SOURCE PASSAGE:
________________________

I agree overall. However, go shoot in tungsten lighting and tell me what color your shadows are on the 5D3 and then on the 1Ds3. Then try to change the color in post. It's not too kind. This is a big problem with the 5D3. Incidentally it's the only problem I've found, but quite irritating when the whole f'ing room is GREEN even while shooting in the correct white balance/temp. I couldn't even fix a lot of them, the shadows I could not get rid of the green hue, especially in the folds of people's eyes and arms. The 1DX and 1Ds3 get it right.


----------



## wickidwombat (Aug 6, 2012)

Its strange that the prices of used 1d mk4 bodies are holding value much better than 1ds3 are considering that the later were much more expensive new too


----------



## Louis (Aug 6, 2012)

Its just build your paying for, trust me, its just the looks you probably want and so did I, but then I felt I did have a 5 year old camera in my hand, and you really do, it isn't worth it, honest, you need to play with both, I was lucky I did,


----------



## dr croubie (Aug 6, 2012)

________________________

WHAT TO DO:
1. Duplicate the part of the camera forum thread between "I agree overall." and "get it right.", inclusive.
2. In the camera forum thread, which two cameras are said to get the shadow color right?

GIVEN RECORDS:
________________________

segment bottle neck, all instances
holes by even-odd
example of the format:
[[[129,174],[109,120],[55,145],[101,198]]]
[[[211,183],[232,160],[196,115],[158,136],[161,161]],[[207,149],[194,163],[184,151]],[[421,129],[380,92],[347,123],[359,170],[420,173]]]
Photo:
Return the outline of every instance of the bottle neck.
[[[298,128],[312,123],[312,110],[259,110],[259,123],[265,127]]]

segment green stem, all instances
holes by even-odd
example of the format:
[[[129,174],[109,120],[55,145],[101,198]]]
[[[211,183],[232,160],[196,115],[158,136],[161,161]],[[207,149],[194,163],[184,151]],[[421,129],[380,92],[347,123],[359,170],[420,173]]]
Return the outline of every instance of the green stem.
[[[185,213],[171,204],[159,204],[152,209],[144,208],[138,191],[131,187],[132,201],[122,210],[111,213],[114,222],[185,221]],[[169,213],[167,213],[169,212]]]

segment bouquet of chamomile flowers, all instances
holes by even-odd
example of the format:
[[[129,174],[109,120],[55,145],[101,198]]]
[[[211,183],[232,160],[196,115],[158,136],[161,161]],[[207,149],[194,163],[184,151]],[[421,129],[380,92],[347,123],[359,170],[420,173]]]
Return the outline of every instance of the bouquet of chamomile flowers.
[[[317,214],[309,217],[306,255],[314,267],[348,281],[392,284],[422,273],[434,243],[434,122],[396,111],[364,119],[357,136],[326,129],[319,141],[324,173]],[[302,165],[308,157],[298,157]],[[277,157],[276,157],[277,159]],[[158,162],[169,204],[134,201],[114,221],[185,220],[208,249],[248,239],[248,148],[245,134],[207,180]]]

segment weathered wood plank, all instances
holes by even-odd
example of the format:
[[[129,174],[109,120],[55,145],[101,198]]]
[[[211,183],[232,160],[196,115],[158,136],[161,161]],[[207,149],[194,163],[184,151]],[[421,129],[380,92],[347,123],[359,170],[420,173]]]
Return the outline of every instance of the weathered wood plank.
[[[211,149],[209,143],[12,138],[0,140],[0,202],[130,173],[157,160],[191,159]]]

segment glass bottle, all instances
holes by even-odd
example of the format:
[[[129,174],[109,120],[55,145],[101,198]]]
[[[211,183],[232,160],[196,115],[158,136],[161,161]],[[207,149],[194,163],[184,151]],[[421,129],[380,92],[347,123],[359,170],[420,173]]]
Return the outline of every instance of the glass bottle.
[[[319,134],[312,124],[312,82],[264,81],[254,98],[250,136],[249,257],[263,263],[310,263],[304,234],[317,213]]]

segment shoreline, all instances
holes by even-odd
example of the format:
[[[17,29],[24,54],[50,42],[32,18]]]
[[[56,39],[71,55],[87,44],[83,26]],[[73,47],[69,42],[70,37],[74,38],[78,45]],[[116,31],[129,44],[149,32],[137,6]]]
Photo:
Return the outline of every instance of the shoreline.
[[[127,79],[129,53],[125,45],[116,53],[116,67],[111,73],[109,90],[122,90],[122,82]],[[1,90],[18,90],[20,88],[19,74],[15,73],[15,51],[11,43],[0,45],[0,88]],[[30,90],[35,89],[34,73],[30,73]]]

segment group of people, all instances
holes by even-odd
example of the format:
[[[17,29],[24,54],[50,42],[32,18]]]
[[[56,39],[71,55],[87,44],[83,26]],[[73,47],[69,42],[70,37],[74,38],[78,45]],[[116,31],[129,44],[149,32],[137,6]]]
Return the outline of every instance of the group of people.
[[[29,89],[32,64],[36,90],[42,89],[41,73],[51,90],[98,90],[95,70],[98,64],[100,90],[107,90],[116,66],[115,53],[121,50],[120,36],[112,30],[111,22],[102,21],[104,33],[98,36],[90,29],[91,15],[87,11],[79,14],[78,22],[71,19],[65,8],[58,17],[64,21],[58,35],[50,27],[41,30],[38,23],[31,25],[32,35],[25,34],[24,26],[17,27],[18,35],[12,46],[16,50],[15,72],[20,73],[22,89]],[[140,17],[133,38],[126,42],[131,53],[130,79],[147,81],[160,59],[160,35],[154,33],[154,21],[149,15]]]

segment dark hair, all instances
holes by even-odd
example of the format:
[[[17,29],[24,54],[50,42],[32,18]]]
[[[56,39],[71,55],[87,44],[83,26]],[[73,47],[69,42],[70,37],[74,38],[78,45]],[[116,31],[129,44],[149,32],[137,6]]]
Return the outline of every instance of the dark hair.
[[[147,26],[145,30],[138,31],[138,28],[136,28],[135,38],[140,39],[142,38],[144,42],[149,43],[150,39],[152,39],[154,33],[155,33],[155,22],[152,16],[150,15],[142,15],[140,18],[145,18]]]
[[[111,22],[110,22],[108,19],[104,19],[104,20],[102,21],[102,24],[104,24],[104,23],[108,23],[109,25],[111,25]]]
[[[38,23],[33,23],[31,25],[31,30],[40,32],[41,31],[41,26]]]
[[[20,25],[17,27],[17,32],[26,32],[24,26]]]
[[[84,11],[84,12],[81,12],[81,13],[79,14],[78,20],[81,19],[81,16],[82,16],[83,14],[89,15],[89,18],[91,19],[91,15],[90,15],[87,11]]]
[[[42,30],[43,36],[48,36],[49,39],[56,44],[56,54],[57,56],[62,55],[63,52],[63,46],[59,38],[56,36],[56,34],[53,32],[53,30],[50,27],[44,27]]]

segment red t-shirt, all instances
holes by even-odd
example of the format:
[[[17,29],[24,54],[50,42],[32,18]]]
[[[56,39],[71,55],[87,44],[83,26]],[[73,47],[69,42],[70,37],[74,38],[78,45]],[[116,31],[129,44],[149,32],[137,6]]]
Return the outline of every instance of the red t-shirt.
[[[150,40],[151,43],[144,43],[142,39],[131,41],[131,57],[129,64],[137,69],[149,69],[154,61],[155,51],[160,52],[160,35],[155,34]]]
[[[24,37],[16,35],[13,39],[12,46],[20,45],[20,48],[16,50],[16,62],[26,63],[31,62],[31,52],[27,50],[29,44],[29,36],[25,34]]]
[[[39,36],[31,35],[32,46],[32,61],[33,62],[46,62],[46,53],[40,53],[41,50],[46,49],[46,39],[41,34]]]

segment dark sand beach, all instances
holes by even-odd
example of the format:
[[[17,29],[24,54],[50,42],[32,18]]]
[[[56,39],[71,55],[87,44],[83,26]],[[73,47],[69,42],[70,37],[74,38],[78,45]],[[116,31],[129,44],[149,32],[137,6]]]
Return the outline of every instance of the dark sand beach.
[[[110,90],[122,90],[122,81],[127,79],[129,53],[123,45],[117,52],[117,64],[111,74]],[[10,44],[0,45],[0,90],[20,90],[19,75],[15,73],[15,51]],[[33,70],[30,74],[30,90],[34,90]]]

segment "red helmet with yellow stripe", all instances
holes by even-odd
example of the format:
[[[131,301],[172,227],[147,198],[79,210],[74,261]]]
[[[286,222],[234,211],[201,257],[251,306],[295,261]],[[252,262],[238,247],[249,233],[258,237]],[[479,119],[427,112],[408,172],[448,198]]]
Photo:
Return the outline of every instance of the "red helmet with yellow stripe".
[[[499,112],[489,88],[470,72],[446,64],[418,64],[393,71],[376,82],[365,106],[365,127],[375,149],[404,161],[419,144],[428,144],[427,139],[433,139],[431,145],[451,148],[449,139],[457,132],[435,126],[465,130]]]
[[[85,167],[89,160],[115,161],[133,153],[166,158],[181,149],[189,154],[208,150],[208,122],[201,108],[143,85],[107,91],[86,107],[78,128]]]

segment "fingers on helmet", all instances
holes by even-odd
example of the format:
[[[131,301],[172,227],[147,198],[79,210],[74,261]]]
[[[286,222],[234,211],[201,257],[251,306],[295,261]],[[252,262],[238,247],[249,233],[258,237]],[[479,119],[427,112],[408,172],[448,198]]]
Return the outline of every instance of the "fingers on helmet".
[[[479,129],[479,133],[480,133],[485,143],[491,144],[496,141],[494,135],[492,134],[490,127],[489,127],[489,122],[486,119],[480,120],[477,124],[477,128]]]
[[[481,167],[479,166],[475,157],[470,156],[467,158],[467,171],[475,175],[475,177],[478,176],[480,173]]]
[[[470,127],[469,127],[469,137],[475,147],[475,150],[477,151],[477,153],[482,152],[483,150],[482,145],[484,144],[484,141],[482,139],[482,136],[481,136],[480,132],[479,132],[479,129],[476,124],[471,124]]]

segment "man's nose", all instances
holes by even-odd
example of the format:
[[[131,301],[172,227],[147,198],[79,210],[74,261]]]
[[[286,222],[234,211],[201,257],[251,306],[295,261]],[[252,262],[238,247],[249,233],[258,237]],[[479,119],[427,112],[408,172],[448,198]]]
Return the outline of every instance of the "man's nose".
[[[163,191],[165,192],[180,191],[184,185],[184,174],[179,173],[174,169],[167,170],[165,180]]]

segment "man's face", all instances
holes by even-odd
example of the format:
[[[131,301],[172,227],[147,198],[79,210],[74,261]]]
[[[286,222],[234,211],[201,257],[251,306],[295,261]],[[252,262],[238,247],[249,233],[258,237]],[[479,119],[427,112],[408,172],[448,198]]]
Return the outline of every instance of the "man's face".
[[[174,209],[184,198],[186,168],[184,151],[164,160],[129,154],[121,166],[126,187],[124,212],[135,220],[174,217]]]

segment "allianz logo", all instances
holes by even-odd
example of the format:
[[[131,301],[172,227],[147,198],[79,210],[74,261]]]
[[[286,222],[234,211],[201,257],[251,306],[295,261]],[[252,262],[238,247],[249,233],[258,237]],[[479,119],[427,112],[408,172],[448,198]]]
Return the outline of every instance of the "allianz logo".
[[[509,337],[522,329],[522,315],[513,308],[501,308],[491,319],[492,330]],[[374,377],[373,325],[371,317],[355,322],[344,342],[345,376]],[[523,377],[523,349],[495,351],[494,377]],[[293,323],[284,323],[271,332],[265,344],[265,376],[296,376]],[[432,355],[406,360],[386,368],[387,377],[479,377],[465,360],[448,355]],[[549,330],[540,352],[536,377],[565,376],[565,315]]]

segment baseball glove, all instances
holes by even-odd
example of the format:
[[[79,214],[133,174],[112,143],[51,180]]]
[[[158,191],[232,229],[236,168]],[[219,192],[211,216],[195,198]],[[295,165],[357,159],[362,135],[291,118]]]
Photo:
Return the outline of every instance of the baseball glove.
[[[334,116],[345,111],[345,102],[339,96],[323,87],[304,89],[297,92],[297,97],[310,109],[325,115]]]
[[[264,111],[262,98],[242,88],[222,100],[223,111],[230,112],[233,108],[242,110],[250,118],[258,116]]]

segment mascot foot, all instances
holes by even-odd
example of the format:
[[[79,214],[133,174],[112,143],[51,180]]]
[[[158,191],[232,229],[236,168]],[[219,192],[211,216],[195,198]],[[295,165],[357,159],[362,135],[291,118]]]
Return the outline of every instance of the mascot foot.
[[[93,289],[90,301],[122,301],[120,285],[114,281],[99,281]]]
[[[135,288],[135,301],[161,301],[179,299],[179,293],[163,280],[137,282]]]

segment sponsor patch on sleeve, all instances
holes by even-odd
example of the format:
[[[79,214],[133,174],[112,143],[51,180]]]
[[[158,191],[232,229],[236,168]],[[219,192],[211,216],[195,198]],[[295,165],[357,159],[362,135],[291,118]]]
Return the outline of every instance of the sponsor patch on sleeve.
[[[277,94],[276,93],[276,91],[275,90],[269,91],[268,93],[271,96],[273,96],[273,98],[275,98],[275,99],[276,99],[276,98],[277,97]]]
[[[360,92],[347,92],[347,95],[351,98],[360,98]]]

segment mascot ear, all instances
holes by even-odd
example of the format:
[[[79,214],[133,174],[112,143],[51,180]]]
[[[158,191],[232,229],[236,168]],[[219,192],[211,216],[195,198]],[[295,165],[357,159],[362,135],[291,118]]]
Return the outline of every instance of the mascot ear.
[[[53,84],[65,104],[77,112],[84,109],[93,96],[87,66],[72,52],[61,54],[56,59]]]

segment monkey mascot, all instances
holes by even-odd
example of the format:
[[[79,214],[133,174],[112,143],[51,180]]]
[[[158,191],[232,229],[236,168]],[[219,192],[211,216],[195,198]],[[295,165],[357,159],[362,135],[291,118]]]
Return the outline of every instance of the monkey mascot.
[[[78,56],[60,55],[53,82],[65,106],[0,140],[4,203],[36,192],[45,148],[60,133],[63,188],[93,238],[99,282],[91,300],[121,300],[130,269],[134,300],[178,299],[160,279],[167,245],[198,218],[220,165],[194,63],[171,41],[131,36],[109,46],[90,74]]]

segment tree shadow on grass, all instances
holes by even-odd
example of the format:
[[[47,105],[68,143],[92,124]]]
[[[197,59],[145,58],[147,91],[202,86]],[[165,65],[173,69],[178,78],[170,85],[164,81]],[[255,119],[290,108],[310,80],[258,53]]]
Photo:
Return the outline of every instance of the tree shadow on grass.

________________________

FINAL RESULTS:
1.
I agree overall. However, go shoot in tungsten lighting and tell me what color your shadows are on the 5D3 and then on the 1Ds3. Then try to change the color in post. It's not too kind. This is a big problem with the 5D3. Incidentally it's the only problem I've found, but quite irritating when the whole f'ing room is GREEN even while shooting in the correct white balance/temp. I couldn't even fix a lot of them, the shadows I could not get rid of the green hue, especially in the folds of people's eyes and arms. The 1DX and 1Ds3 get it right.

2. The 1DX and the 1Ds3.